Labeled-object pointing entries
○ ○ ○ ○ ○

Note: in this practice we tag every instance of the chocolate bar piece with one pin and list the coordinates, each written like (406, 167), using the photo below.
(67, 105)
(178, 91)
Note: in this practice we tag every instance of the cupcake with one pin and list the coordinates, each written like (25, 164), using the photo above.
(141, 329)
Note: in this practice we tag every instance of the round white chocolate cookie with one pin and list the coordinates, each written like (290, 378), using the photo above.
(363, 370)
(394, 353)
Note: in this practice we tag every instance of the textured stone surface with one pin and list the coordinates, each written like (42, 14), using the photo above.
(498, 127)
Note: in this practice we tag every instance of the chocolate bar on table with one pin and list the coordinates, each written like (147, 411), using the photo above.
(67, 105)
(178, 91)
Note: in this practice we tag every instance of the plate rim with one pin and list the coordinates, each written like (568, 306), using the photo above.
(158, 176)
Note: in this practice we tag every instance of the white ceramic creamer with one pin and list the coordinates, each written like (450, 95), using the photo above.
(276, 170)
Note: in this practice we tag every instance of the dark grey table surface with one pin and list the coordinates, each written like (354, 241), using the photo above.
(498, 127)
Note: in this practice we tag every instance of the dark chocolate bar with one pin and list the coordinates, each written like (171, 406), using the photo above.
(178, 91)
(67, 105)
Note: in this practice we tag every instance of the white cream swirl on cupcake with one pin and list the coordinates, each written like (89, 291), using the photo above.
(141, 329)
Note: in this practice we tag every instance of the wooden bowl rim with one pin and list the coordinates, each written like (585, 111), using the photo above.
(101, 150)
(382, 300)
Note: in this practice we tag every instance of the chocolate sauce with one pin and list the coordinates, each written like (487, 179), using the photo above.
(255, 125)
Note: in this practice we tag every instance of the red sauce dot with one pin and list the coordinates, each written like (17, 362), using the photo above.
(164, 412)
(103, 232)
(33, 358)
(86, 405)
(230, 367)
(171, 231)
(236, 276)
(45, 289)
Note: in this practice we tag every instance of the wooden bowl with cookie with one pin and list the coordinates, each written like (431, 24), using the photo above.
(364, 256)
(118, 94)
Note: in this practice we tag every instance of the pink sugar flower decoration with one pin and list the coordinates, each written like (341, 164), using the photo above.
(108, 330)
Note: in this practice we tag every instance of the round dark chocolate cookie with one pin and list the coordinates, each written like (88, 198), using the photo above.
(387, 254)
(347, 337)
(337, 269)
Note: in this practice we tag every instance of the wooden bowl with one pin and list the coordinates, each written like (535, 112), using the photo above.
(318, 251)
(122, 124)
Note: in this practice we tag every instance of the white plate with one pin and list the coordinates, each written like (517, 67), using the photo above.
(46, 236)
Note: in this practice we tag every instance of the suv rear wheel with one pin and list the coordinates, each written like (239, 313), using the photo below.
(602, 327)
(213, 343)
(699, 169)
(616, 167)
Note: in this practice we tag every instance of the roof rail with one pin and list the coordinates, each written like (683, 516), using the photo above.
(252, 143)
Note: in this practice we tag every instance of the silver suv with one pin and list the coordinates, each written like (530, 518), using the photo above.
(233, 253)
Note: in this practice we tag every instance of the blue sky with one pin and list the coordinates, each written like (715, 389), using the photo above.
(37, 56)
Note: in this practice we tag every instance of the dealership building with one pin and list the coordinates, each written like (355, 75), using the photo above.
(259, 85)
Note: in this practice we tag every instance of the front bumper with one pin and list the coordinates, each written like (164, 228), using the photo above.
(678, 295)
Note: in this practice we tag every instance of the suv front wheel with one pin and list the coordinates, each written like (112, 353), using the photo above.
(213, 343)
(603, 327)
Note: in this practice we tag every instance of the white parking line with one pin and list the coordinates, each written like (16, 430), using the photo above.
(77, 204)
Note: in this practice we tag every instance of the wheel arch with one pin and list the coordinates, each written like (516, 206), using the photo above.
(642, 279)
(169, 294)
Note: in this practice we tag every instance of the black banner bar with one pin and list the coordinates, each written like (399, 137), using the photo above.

○ ○ ○ ○ ○

Copy everything from the line containing "Note: in this practice we tag every instance of the front" down to the end of the material. Multiply each answer coordinate by 0.75 and round to whole numbers, with halves going up, and keep every other line as it is, including the sample coordinates.

**The completed task**
Note: in this practice we tag every instance of the front bumper with one pin and list the coordinates, each written like (164, 228), using the photo above.
(509, 221)
Note: in this practice we tag every instance of the suv front wheel with one pin and list the coordinates, each written like (112, 353), using the photo above.
(160, 257)
(452, 245)
Note: in this practice we tag every instance of the white parking line with one pin and list the coordinates, each written like (16, 430), using the photo above.
(58, 153)
Note: in this practice we tag every instance of the wheel arch with one pin and list the coordinates, each written like (516, 206), using the photo above.
(482, 209)
(127, 221)
Note: in this practice we tag every instance of the black banner bar with one pin and list the coordinates, each written like (399, 137), using the photo above.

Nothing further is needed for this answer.